[DATASET — start]
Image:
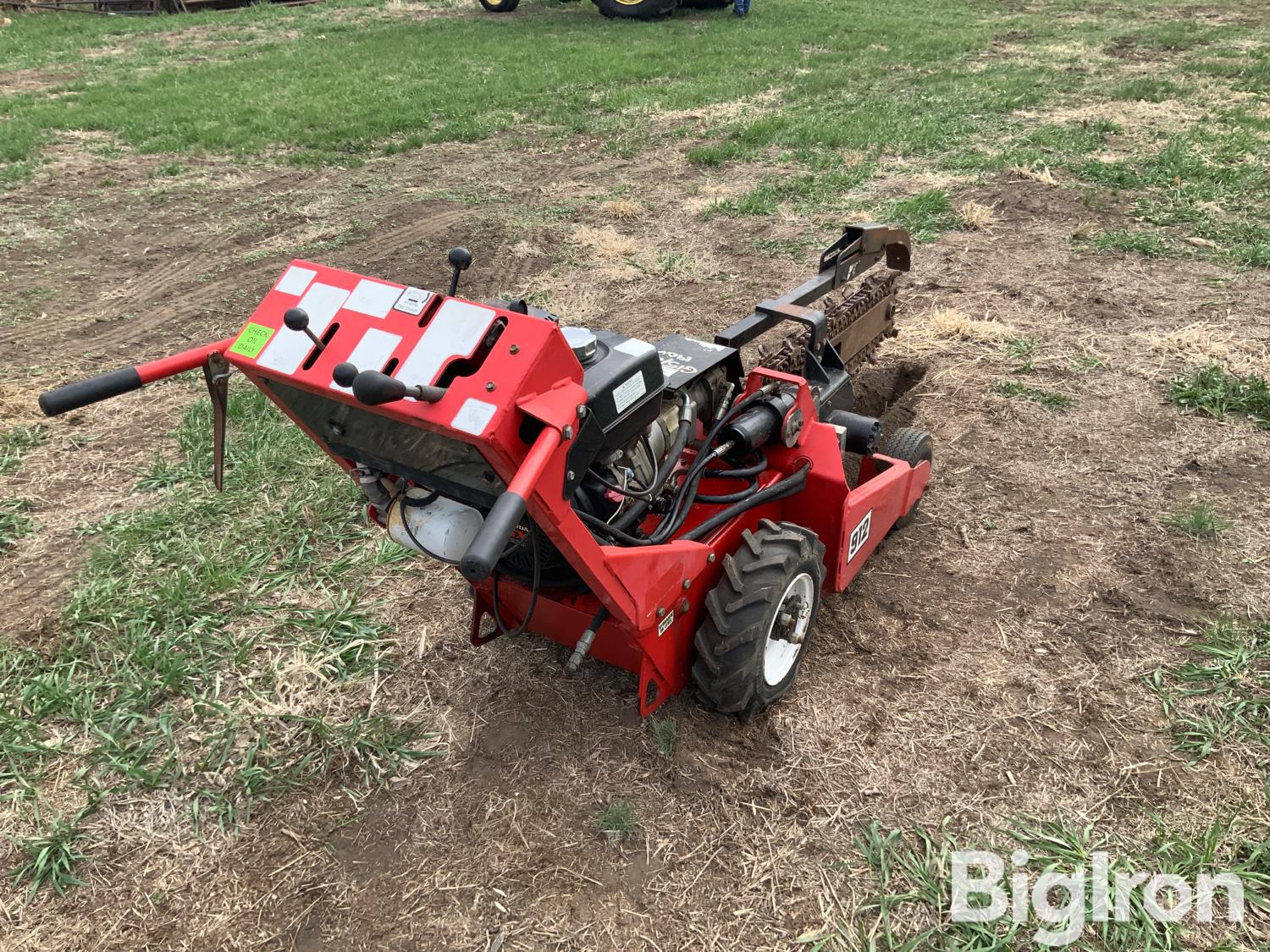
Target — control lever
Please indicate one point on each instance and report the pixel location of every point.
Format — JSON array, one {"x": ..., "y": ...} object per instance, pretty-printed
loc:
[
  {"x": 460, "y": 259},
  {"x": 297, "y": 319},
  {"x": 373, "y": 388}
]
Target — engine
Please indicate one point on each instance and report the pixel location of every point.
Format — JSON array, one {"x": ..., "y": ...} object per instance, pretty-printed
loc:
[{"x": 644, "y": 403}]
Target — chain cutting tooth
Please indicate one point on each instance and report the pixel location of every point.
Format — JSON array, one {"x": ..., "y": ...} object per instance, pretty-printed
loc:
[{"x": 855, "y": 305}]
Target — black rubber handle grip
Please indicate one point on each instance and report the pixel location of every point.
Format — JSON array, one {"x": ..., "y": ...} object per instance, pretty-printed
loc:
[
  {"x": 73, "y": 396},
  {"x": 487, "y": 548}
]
[DATASET — finish]
[DATASET — start]
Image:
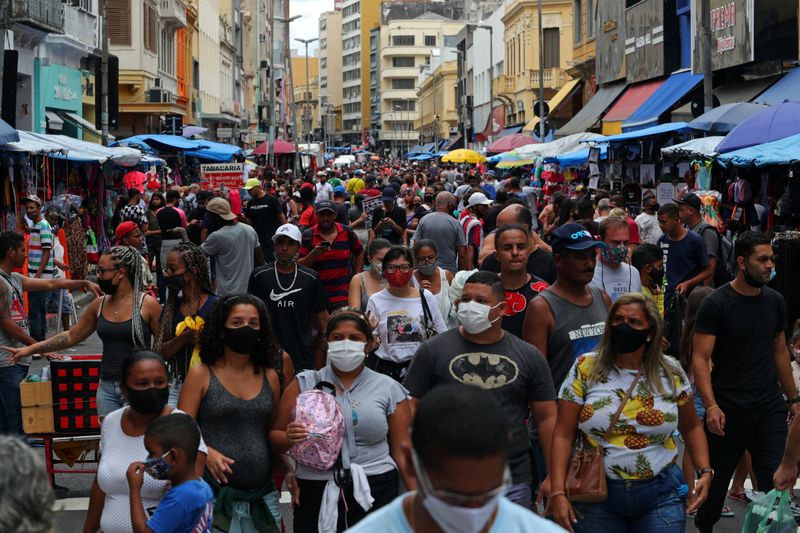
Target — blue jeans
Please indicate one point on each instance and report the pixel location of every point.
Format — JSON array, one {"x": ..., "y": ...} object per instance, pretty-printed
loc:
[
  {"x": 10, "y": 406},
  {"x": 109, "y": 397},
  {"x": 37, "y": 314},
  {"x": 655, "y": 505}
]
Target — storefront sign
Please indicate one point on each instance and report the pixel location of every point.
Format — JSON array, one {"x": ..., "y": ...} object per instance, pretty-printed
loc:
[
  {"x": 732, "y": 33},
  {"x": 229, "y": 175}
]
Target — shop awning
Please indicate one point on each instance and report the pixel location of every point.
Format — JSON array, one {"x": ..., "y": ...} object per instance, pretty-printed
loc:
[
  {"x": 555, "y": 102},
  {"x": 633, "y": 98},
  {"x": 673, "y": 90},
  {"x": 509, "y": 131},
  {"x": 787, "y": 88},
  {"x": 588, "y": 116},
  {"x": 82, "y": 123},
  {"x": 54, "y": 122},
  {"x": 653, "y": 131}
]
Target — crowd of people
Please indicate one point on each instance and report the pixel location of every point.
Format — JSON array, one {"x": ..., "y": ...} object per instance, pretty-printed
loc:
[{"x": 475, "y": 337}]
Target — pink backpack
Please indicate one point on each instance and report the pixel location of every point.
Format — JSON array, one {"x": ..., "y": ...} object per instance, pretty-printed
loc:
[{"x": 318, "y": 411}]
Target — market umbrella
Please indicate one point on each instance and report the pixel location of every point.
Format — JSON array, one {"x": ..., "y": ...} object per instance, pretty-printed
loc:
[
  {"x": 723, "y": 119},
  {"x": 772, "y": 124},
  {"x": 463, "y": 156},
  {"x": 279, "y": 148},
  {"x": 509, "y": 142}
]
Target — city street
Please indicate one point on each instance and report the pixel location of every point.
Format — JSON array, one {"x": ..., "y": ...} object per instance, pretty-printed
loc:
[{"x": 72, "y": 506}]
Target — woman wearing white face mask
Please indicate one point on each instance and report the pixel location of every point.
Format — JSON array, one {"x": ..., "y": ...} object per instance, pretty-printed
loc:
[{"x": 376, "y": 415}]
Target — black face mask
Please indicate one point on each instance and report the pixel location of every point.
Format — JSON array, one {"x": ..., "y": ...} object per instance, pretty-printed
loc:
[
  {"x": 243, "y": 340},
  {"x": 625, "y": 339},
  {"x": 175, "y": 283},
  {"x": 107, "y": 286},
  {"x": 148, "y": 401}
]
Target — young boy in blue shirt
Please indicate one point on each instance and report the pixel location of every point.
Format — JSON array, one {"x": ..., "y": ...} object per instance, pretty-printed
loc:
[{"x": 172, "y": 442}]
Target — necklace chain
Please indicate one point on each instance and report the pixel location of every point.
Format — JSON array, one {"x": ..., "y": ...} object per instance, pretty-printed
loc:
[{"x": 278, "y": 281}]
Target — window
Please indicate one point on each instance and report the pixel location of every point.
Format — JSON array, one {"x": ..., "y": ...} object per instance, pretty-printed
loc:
[DATASET — finish]
[DATASET — start]
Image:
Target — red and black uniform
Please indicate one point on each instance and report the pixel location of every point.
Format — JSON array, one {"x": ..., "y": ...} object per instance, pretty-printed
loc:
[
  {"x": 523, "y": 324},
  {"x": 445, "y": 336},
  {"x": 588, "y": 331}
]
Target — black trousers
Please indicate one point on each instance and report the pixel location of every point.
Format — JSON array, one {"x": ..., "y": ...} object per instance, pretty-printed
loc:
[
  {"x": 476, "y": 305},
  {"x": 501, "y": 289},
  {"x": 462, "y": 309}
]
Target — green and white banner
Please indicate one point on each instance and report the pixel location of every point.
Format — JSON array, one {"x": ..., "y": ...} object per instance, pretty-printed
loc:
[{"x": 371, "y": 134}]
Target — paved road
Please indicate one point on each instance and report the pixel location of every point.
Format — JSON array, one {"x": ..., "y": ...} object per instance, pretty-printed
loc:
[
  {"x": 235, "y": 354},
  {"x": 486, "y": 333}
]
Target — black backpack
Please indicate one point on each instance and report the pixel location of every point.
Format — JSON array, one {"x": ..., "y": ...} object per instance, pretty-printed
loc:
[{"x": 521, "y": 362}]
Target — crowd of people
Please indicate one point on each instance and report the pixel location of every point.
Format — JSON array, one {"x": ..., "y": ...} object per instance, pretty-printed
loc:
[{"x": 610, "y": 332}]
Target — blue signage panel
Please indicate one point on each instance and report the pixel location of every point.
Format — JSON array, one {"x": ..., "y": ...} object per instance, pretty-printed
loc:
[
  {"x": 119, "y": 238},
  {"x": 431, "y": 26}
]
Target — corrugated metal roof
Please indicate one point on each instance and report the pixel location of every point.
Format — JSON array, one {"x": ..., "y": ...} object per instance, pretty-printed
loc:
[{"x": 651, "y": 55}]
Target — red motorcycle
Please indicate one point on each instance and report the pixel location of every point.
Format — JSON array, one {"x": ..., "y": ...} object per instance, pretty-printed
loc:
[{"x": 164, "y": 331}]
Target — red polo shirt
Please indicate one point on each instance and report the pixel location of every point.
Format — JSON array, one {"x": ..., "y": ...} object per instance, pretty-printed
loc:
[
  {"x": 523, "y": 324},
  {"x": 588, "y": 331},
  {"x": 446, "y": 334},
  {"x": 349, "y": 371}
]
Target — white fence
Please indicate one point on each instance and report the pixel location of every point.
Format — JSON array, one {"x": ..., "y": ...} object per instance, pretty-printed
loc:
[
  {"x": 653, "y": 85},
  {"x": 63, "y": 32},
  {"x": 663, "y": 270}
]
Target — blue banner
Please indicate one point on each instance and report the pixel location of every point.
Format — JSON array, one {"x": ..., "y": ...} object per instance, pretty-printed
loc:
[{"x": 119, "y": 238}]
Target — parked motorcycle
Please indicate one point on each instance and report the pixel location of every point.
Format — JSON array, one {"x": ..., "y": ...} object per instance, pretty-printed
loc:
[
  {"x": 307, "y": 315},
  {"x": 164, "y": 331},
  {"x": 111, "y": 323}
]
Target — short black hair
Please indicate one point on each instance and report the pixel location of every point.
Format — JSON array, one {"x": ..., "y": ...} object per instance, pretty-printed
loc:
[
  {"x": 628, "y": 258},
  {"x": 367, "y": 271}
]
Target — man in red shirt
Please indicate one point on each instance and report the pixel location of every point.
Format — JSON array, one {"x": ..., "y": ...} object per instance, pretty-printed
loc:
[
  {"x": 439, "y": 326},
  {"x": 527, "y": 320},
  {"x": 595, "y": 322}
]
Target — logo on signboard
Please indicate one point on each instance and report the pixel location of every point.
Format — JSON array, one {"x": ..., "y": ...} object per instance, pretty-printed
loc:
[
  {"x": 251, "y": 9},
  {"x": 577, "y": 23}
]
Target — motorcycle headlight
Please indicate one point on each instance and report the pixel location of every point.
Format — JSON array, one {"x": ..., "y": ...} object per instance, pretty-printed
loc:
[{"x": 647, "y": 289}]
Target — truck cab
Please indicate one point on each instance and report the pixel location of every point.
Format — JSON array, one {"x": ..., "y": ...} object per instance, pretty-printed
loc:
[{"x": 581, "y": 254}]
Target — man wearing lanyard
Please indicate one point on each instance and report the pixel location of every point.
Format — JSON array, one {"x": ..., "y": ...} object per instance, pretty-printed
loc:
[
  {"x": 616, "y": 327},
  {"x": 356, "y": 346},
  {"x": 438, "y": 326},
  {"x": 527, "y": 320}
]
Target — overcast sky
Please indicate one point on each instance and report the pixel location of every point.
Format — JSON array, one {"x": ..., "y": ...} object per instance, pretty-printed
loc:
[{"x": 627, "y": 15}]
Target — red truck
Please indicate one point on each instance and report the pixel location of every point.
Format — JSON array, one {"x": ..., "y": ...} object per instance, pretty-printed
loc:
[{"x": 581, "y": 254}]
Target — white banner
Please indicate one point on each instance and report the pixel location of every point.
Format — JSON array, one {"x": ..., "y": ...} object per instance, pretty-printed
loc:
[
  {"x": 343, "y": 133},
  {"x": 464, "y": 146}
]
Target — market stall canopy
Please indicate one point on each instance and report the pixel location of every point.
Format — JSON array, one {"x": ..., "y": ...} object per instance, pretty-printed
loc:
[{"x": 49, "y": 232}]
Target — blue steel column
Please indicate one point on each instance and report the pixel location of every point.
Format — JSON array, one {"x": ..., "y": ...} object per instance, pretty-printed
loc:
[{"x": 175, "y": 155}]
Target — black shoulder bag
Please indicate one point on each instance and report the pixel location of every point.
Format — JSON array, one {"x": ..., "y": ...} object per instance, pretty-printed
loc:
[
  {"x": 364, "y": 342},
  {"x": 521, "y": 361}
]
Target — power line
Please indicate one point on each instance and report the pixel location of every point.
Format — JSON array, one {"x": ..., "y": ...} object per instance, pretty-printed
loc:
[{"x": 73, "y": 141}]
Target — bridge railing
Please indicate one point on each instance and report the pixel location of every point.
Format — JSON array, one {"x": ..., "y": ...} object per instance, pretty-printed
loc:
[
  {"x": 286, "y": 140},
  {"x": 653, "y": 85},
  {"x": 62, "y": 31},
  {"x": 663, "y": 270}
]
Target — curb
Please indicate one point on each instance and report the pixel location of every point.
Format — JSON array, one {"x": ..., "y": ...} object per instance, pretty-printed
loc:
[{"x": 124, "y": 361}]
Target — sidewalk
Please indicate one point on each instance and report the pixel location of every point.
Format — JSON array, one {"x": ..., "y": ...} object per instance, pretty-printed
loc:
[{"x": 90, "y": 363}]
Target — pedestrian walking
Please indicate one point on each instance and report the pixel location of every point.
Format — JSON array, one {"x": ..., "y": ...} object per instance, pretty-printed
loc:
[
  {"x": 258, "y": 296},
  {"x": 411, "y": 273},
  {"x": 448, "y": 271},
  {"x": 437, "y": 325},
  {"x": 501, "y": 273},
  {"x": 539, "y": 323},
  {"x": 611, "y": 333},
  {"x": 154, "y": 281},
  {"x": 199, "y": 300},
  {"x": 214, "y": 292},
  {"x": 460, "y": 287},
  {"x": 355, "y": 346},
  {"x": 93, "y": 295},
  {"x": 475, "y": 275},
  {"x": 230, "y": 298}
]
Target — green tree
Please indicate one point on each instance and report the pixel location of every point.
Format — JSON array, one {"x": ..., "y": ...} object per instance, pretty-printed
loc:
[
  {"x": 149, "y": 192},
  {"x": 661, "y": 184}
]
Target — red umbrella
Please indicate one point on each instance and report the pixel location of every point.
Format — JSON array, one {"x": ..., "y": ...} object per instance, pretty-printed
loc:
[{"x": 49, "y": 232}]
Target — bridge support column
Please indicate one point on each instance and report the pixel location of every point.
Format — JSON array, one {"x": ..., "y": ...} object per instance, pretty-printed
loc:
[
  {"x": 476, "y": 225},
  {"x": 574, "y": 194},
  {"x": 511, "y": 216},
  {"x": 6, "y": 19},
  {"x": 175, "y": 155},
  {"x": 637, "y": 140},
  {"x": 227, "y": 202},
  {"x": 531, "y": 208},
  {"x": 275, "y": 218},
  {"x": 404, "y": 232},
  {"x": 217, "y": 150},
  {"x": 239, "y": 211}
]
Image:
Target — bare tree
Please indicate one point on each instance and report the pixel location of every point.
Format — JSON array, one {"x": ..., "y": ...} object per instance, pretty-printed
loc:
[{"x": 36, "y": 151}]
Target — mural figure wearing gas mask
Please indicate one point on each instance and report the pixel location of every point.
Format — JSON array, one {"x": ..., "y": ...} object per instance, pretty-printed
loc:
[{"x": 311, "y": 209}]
[DATASET — finish]
Gather all lines with the string "umbrella" from the data.

**TASK OUTPUT**
Target — market umbrella
Target — red umbrella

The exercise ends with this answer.